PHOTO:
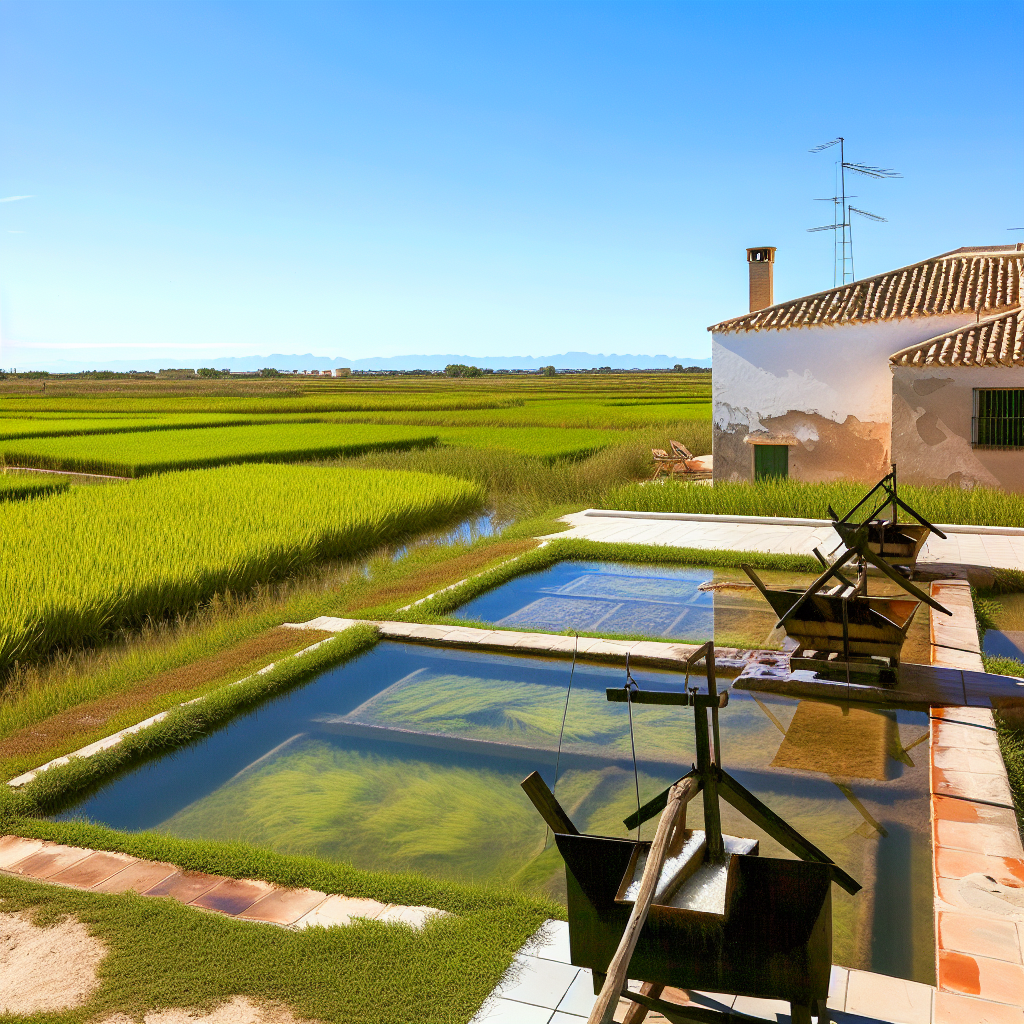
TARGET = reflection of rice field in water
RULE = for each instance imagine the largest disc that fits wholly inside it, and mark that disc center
(410, 758)
(665, 601)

* **Objective**:
Swap "disc" for "circle" throughout the entries above and write them out again with every other word unchanged. Omit the pictures.

* **Written answer**:
PHOTO:
TARGET = reflection of rice field in water
RULE = for each instance imagine the largest circle that fits wholly inside it, and mark that circle center
(410, 758)
(665, 601)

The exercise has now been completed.